- [Objectif visé]: Restituez sous forme de liste JSON de chaînes les lignes des enregistrements, du début jusqu'à la ligne contenant "<point>1,5</point>", bornes incluses, à raison d'une chaîne par ligne et sans les lignes vides. Laissez les images de côté, s'il vous plaît.

- [Données fournies]:
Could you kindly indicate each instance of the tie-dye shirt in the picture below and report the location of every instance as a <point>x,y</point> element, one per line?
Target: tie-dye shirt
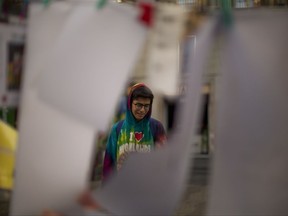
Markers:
<point>133,136</point>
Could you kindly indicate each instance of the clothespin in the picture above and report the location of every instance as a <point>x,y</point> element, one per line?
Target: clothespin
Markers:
<point>147,12</point>
<point>100,4</point>
<point>226,13</point>
<point>1,5</point>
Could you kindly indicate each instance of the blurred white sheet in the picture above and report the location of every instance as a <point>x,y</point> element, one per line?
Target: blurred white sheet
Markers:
<point>91,60</point>
<point>78,58</point>
<point>250,162</point>
<point>163,70</point>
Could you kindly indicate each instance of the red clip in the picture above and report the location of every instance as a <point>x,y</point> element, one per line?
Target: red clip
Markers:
<point>146,15</point>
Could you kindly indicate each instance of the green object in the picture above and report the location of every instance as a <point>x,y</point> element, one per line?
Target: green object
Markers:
<point>101,3</point>
<point>205,142</point>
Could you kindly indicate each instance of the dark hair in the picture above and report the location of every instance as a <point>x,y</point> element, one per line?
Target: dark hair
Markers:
<point>142,91</point>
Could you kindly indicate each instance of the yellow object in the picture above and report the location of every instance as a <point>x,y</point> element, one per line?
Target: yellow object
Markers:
<point>8,141</point>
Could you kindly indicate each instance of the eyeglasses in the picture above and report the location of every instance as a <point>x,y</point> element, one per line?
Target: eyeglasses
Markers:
<point>139,106</point>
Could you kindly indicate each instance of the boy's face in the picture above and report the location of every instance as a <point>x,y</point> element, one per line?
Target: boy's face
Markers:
<point>140,107</point>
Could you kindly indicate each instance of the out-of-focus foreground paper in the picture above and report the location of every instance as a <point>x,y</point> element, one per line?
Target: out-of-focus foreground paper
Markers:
<point>250,162</point>
<point>152,184</point>
<point>78,59</point>
<point>91,61</point>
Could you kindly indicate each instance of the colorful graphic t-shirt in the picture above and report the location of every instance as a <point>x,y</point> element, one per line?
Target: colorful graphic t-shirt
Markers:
<point>131,136</point>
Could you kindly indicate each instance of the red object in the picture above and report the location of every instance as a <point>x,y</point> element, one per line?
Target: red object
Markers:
<point>4,98</point>
<point>147,12</point>
<point>138,136</point>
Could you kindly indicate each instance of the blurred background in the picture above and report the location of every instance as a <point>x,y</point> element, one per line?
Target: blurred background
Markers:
<point>13,23</point>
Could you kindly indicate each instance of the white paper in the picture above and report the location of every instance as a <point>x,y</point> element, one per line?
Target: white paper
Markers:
<point>53,155</point>
<point>91,61</point>
<point>163,49</point>
<point>152,184</point>
<point>250,162</point>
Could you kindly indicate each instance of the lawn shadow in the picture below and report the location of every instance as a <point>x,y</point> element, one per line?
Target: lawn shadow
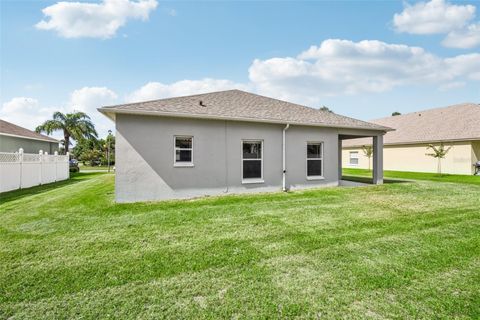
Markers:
<point>368,180</point>
<point>13,195</point>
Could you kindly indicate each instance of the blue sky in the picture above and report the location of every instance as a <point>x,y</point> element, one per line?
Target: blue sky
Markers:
<point>367,62</point>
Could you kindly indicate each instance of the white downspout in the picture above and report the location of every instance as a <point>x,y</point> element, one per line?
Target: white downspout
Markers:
<point>284,186</point>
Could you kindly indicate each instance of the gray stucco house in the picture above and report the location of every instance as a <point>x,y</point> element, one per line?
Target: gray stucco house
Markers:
<point>229,142</point>
<point>13,137</point>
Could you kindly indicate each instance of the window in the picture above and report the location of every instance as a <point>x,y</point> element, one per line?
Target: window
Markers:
<point>314,160</point>
<point>252,161</point>
<point>353,158</point>
<point>183,151</point>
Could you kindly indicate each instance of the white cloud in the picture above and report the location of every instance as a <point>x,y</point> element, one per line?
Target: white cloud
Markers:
<point>465,38</point>
<point>345,67</point>
<point>88,99</point>
<point>25,112</point>
<point>28,112</point>
<point>435,16</point>
<point>93,20</point>
<point>157,90</point>
<point>452,85</point>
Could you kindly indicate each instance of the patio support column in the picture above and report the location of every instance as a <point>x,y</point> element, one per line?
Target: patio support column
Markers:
<point>339,159</point>
<point>378,159</point>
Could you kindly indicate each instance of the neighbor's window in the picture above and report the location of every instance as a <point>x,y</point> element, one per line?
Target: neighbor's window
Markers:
<point>314,160</point>
<point>353,158</point>
<point>183,151</point>
<point>252,161</point>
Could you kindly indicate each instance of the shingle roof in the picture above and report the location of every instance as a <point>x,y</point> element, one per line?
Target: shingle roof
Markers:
<point>8,128</point>
<point>454,123</point>
<point>240,105</point>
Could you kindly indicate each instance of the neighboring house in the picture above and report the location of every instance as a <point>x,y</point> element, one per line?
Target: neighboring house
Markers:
<point>405,148</point>
<point>13,137</point>
<point>228,142</point>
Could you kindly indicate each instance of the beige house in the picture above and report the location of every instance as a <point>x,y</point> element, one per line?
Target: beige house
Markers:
<point>405,148</point>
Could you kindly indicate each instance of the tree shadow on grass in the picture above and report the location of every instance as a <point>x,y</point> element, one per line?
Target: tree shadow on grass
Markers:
<point>13,195</point>
<point>368,180</point>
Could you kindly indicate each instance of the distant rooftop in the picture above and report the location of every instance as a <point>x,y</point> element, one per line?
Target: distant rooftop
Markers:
<point>241,106</point>
<point>10,129</point>
<point>454,123</point>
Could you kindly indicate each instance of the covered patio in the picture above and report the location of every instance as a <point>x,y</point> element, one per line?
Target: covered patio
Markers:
<point>377,157</point>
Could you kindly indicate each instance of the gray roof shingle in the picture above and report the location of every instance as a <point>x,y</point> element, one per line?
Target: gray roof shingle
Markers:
<point>454,123</point>
<point>241,105</point>
<point>9,128</point>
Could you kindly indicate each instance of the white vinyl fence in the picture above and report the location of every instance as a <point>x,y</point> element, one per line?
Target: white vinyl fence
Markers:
<point>23,170</point>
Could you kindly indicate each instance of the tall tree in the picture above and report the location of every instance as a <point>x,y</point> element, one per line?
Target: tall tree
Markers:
<point>368,152</point>
<point>75,126</point>
<point>438,152</point>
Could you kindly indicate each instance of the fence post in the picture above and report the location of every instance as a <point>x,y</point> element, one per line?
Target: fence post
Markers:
<point>55,157</point>
<point>20,159</point>
<point>40,155</point>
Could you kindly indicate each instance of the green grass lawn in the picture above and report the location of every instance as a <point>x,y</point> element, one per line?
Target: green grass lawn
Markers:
<point>400,250</point>
<point>89,168</point>
<point>456,178</point>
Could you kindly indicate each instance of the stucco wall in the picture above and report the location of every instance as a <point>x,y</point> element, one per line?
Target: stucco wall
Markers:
<point>412,158</point>
<point>12,144</point>
<point>145,154</point>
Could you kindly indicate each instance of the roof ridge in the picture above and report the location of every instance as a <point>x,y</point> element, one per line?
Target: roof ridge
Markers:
<point>427,110</point>
<point>168,98</point>
<point>236,104</point>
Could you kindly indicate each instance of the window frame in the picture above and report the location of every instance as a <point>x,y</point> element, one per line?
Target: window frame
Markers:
<point>321,177</point>
<point>251,180</point>
<point>175,148</point>
<point>350,159</point>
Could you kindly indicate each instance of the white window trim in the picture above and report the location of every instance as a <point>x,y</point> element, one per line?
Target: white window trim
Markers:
<point>251,180</point>
<point>350,164</point>
<point>182,164</point>
<point>307,158</point>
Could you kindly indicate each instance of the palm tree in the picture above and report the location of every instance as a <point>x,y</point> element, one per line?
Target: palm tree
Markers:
<point>368,151</point>
<point>75,126</point>
<point>438,153</point>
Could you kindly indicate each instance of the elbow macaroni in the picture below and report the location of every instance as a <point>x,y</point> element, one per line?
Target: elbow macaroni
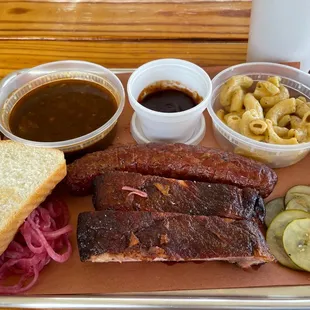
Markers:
<point>246,119</point>
<point>268,114</point>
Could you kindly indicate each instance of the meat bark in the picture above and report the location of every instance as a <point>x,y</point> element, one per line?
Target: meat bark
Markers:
<point>176,196</point>
<point>109,236</point>
<point>180,161</point>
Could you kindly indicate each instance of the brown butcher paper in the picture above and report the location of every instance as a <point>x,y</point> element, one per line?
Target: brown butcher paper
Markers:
<point>74,277</point>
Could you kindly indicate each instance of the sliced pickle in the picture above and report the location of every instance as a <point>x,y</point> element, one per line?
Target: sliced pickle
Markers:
<point>296,241</point>
<point>299,203</point>
<point>273,208</point>
<point>275,235</point>
<point>298,190</point>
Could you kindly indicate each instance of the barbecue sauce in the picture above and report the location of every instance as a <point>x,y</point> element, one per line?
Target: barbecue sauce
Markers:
<point>168,97</point>
<point>62,110</point>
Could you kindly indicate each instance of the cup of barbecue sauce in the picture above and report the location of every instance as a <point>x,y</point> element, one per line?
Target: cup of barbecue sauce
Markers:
<point>69,105</point>
<point>169,97</point>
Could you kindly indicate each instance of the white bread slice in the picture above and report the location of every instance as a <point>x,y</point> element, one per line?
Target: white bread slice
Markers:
<point>27,176</point>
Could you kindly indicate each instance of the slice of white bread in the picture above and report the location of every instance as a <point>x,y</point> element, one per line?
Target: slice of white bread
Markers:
<point>27,176</point>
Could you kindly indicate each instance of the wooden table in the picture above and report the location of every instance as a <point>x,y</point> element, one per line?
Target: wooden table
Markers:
<point>122,33</point>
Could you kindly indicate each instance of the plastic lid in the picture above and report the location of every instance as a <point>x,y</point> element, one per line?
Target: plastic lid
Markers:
<point>140,138</point>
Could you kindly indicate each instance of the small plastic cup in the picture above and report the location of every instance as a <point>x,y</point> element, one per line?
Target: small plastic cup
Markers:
<point>169,127</point>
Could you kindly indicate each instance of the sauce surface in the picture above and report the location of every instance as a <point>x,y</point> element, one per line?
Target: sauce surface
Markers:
<point>168,101</point>
<point>168,97</point>
<point>62,110</point>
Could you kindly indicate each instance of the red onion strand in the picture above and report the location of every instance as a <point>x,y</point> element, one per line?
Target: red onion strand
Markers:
<point>42,237</point>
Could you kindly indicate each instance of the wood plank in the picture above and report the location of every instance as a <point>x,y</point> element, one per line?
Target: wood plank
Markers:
<point>25,54</point>
<point>123,19</point>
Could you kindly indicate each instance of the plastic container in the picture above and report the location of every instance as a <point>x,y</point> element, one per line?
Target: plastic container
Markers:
<point>169,127</point>
<point>18,85</point>
<point>274,155</point>
<point>197,137</point>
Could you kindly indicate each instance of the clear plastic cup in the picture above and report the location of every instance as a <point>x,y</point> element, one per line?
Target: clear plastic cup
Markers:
<point>18,84</point>
<point>274,155</point>
<point>169,127</point>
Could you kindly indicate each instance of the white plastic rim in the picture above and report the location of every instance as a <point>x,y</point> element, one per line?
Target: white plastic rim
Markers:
<point>140,138</point>
<point>59,67</point>
<point>169,62</point>
<point>256,68</point>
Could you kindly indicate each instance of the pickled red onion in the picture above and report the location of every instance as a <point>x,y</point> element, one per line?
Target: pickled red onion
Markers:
<point>41,237</point>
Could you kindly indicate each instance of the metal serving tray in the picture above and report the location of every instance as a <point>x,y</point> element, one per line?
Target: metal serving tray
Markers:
<point>293,297</point>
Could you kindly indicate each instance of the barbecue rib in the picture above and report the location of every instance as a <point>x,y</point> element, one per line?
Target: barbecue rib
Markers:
<point>178,161</point>
<point>109,236</point>
<point>179,196</point>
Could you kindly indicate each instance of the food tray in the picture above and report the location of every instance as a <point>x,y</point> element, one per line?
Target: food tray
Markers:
<point>158,285</point>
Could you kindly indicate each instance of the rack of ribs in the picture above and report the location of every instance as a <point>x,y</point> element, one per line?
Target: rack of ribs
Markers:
<point>121,191</point>
<point>116,236</point>
<point>180,161</point>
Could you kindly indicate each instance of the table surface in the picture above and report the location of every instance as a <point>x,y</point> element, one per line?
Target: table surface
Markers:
<point>122,33</point>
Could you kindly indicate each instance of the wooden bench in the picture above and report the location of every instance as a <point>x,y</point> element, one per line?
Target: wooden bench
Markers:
<point>122,33</point>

- [Résultat obtenu]:
[
  "Could you kindly indicate each instance of the tie-dye shirt in the picture below and report the location of every instance as a <point>x,y</point> element, one per line?",
  "Target: tie-dye shirt",
  "Markers:",
  "<point>133,136</point>",
  "Could you kindly indicate each instance of the clothespin in the picture above and report the location of every instance as a <point>x,y</point> element, one per line?",
  "Target: clothespin",
  "Markers:",
  "<point>147,12</point>",
  "<point>100,4</point>",
  "<point>226,13</point>",
  "<point>1,5</point>"
]